■ PROBLEM SET:
1. Please transcribe the article on Antwerp's 2025 MA graduates from "This year, fantasy" to "behind this collection?".
2. According to the article on Antwerp's 2025 MA graduates, how many designers make up this year's class?
3. Extend the article on Antwerp's 2025 MA graduates past its final sentence.

■ EXCERPT PROVIDED:
Representing the creative future

Antwerp 2025: Craft, Concept, and Complexity

This year’s MA graduates explore fashion as autobiography, critique, and sculptural expression.

Every year, Royal Academy of Fine Arts Antwerp asks its MA students to do something deceptively simple: make work that couldn’t come from anyone else. The result in 2025 is a class of 14 designers who bring sharply defined, often deeply personal worlds to the table – collections that reflect not only individual identity, but also a rigorous engagement with material, silhouette, and self-determined meaning.

This year, fantasy and introspection walk side by side. Some students use humour, nostalgia, or camp to subvert fashion’s seriousness; others reflect on grief, performance, surveillance, or cultural memory. Despite their differences, what these collections share is an unflinching commitment to process – where embellishment becomes research, silhouettes become sculpture, and technical construction becomes a language in its own right.

Antwerp remains a space that gives time – time to think, to make, to push through contradiction. And it’s that space which allows these designers to move beyond aesthetics and toward something more charged: garments that carry emotional residue, challenge expectations, and insist on new ways of seeing and feeling through fashion.

Amar Singh, Woensel
“Mama, I see clowns…”

What are the key inspirations behind this collection?

I’m a clubkid and drag queen, and my work centres around self-expression, nightlife, and escapism. As a queer person of colour, my lived experience heavily influences everything I make – and there’s always a clownesque thread running through it. With this collection, I wanted to explore the point where dreamworld and reality begin to merge. I became obsessed with the idea of a corporate fantasy through my own lens. I start with traditional garments and reimagine them as fun, eccentric versions of what they could be. Life is already too serious – so let’s dress up and paint on a smile.

■ DATASET SECTION:
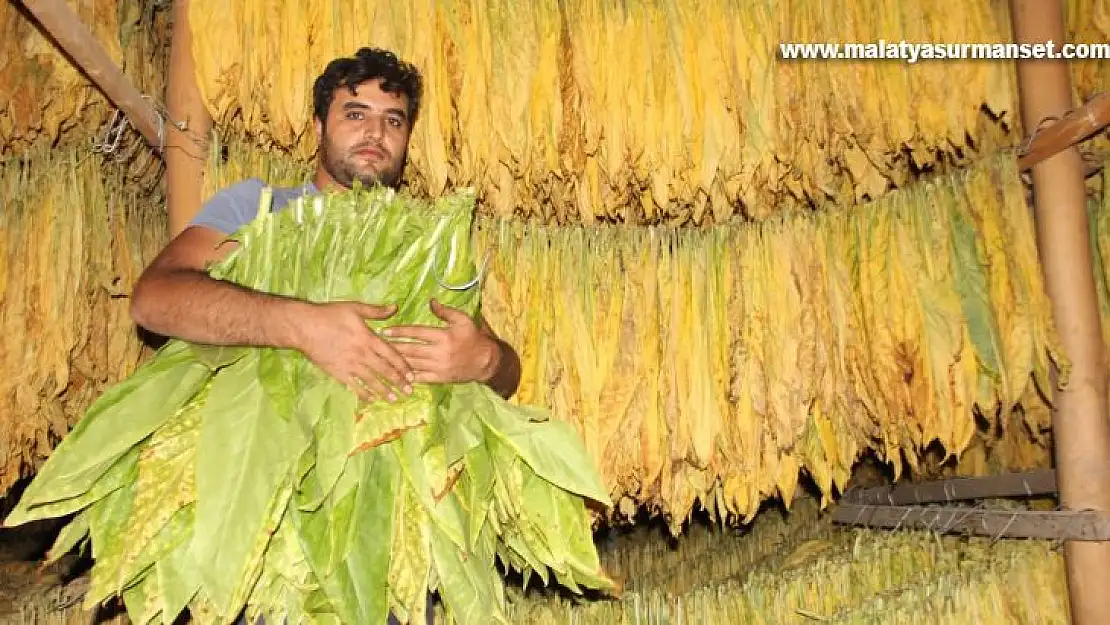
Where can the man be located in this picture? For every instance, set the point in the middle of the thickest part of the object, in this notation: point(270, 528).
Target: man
point(364, 109)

■ ANSWERS PROVIDED:
1.
This year, fantasy and introspection walk side by side. Some students use humour, nostalgia, or camp to subvert fashion’s seriousness; others reflect on grief, performance, surveillance, or cultural memory. Despite their differences, what these collections share is an unflinching commitment to process – where embellishment becomes research, silhouettes become sculpture, and technical construction becomes a language in its own right.

Antwerp remains a space that gives time – time to think, to make, to push through contradiction. And it’s that space which allows these designers to move beyond aesthetics and toward something more charged: garments that carry emotional residue, challenge expectations, and insist on new ways of seeing and feeling through fashion.

Amar Singh, Woensel
“Mama, I see clowns…”

What are the key inspirations behind this collection?

2. 14 designers.

3.
What materials, colours and techniques did you use?

I like to play with contrast. I explored the corporate wardrobe using traditional materials like wool and poplin, then paired them with fabrics inspired by my dreamworld – clownish, circus-like, whimsical. I also collaborated with my friend Masha Plokhuta (@masha_plokhuta) on embroidery and beadwork to translate the fantasy and spontaneity of my drawings into textured, hand-finished pieces. The colour palette strikes a balance between neutrals and brights, symbolising the tension between the corporate and the surreal.

What’s next?

I want to keep giving my work a life in the clubs. I perform with my partner Dana Montana (@danamontana_x), and you’ll find us on stages all over the world. I’d love to keep exploring performance, but I also fell back in love with fashion during my Master’s year – so I’m curious to see where that might take me. Maybe an internship? Or something more unconventional? I’m open to whatever comes next. I’ll go wherever the party brings me.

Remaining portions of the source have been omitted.